Quote every one of the entries below word for word.

Start of Listed entries

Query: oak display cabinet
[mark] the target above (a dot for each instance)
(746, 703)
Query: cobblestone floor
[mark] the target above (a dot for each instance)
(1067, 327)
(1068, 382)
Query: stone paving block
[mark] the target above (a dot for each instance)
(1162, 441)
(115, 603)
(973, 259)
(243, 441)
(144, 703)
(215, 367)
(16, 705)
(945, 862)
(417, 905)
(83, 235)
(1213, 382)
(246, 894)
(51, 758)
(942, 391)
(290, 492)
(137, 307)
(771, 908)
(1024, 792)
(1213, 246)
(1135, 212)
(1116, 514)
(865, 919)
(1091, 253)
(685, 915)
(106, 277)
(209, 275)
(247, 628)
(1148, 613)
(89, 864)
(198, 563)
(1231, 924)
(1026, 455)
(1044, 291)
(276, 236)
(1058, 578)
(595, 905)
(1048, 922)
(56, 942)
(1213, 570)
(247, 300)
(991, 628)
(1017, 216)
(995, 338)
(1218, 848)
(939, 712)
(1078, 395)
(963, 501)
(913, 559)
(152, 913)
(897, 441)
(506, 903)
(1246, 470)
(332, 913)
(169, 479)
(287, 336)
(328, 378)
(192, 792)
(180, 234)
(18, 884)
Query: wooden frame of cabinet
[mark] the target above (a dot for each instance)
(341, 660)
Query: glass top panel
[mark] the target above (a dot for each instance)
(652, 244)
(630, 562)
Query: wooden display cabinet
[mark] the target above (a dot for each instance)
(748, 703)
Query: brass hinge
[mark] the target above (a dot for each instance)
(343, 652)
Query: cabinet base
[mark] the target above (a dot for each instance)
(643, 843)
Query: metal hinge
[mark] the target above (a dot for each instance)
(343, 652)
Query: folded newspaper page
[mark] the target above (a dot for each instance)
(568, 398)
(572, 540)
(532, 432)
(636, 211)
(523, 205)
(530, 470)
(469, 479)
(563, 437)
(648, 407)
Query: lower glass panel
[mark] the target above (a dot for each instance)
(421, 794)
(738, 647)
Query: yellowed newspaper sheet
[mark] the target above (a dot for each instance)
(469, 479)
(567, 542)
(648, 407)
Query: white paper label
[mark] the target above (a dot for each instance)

End of Listed entries

*Task response*
Query: oak display cabinet
[mark] the target above (a dot for each instance)
(746, 703)
Query: cobblestone floor
[mark] the target above (a dot for each instance)
(1067, 327)
(1068, 382)
Query: stone paving block
[mark] the target above (a dot for each instance)
(1162, 441)
(115, 603)
(973, 259)
(243, 441)
(144, 703)
(215, 367)
(16, 705)
(945, 862)
(417, 905)
(83, 235)
(1213, 382)
(246, 894)
(51, 758)
(942, 391)
(290, 492)
(137, 307)
(771, 908)
(1024, 792)
(1213, 246)
(1135, 212)
(1116, 514)
(865, 919)
(1091, 253)
(685, 915)
(106, 277)
(209, 275)
(247, 628)
(1148, 613)
(89, 864)
(198, 563)
(1231, 924)
(1026, 455)
(1044, 291)
(276, 236)
(1058, 578)
(595, 905)
(1048, 922)
(56, 942)
(1213, 570)
(247, 300)
(991, 628)
(1017, 216)
(995, 338)
(1218, 848)
(939, 712)
(1078, 395)
(963, 501)
(913, 559)
(152, 913)
(897, 441)
(506, 903)
(1246, 470)
(332, 913)
(169, 479)
(287, 336)
(328, 378)
(192, 792)
(180, 234)
(18, 884)
Query: wooden frame of cabinet
[mark] the target above (a dot for each instance)
(341, 660)
Query: glass top panel
[mark] the target above (a dot for each instance)
(652, 244)
(630, 562)
Query: wooden display cabinet
[mark] the target above (a dot for each instance)
(748, 703)
Query: brass hinge
[mark] the target above (a dot for each instance)
(343, 652)
Query: cabinet base
[mark] the target above (a dot for each instance)
(643, 843)
Query: metal hinge
[mark] the target above (a dot for each instance)
(343, 652)
Query: folded newspaper page
[mark] the target above (a dot for each instance)
(568, 398)
(572, 540)
(532, 432)
(636, 211)
(523, 205)
(530, 470)
(469, 479)
(563, 437)
(648, 407)
Query: lower glass panel
[mark] the target above (a dot for each instance)
(421, 794)
(738, 647)
Query: yellowed newspaper sheet
[mark] the target above (a dot for each instance)
(469, 479)
(567, 542)
(648, 407)
Query: white paper label
[mark] the target above (a dot for each instance)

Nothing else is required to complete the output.